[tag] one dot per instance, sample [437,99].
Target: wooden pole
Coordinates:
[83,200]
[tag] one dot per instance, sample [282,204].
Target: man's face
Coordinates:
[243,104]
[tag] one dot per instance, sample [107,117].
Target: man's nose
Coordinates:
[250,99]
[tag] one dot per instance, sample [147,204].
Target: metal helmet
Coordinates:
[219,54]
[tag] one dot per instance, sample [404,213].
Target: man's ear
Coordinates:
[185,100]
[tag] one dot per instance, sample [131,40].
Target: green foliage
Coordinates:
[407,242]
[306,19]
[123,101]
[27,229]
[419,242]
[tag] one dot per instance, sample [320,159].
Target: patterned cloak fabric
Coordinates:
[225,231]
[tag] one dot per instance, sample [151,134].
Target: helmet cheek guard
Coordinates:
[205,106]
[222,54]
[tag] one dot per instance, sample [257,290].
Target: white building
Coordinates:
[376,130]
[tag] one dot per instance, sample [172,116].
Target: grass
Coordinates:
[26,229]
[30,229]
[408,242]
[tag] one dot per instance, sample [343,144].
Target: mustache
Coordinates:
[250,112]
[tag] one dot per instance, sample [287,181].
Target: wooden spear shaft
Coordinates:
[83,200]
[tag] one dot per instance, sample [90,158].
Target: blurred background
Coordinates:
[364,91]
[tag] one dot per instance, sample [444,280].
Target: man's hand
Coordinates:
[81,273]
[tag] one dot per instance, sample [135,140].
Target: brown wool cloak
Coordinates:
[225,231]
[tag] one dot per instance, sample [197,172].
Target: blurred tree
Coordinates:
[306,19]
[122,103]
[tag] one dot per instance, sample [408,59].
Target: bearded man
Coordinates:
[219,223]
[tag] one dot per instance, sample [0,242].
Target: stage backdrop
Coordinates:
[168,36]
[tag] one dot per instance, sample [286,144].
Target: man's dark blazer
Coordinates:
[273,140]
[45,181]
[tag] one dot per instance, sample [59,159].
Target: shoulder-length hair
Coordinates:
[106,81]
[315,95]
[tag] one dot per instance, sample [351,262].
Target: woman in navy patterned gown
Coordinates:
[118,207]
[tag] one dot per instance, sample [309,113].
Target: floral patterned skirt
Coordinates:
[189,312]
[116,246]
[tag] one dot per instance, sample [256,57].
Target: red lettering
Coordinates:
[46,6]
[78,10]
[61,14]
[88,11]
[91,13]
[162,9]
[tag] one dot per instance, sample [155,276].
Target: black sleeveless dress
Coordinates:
_ _ _ _ _ _ _
• **What the exercise asks**
Note every line in the material with "blurred" and copy it.

• **Final answer**
Target: blurred background
Target: blurred tree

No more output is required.